### Supplied passage
————————

Six Tips to Assess the Significance of Price Patterns

Oct 24, 2007: 2:18 AM CST

While there may be an unlimited number of potential price patterns in the market, most popular price patterns fall into two broad categories in relation to trends:  Reversal Patterns or Continuation Patterns.  Knowing more about specific patterns may help you determine which resolution in price is likely to occur.

Without delving too deep into the topic, popular reversal patterns include the “head and shoulders,” broadening formations, and rounding formations, while popular continuation patterns include rectangles, triangles, and flags/pennants.

Any of these patterns can turn into the other pattern (a reliably consistent reversal pattern may resolve to be a continuation pattern) at any given time and without warning.

Are there hard and fast rules you can apply quickly to assess the probabilities of resolution, or the significance of a given price pattern?

While these suggestions will not work all the time when you feel you have identified a pattern, they just might help you preserve capital or temper your expectations.

1.  The longer the pattern forms, the more likely it is to be a reversal pattern. 

2.  The shorter the pattern, the more likely it is to fail to conform to expectations. 

3.  The deeper (greater price fluctuation) the pattern, the more significant the likely price ejection from the pattern (due in part to the ‘measuring rule’ inherent in some patterns).

4.   The more accurately the expected volume pattern unfolds, the more reliable the pattern (examples:  Volume should contract during a triangle, flag, or pennant pattern.  Volume should be heavier on the left shoulder than the right shoulder.  Volume should confirm a pattern break-out.  etc)

5.  The longer (and more steep the angle) a trend has endured, the more likely a pattern is to be a reversal pattern.

6.  The more “perfect” (textbook) the pattern, the more likely it is to fail to conform to everyone’s expectations. 

Each pattern has its own set of expectations and rules, but these generally encompass most resolutions of price patterns.  There are a plethora of books or websites that can give you more information on specific patterns and the rules associated with them, but always keep in mind suggestion #6.  If everyone sees the same pattern and expects the same thing, the pattern will most likely fail due to the often sinister resolution of mass-expectations in the market.

————————

### Dataset rows showing where objects appear

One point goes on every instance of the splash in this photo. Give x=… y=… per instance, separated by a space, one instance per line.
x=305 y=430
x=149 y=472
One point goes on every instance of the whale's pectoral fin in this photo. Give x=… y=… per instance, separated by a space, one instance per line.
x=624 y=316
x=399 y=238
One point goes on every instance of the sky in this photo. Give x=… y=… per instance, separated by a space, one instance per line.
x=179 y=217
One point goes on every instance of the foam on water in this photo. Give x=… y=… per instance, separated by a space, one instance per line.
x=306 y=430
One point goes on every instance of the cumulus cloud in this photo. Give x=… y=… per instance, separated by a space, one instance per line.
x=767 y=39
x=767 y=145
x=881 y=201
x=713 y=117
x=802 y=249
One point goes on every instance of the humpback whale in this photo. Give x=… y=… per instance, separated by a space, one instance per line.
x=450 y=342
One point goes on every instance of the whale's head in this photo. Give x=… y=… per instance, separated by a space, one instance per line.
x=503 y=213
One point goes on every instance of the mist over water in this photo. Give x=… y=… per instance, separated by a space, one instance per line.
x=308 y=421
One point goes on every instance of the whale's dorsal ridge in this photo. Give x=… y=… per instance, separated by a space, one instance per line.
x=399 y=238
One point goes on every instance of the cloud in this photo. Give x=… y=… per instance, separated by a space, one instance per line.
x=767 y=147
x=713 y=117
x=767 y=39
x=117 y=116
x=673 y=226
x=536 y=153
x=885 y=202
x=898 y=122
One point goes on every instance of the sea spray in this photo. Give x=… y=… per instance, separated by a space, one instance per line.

————————

### Set tasks
1 – Answer each question from the text on price patterns:
(a) Into what two broad categories do most popular price patterns fall?
(b) Which three popular continuation patterns does the text name?
(c) During which patterns should volume contract?
2 – Using the reason the text on price patterns gives, explain why a "perfect" textbook pattern is more likely to fail to meet expectations.
These records come from a separate source.

### Replies
1 –
(a) Reversal Patterns and Continuation Patterns.
(b) Rectangles, triangles, and flags/pennants.
(c) A triangle, flag, or pennant pattern.

2 – When everyone sees the same pattern and expects the same outcome, the pattern will most likely fail. The text attributes this to the often sinister way mass expectations resolve in the market.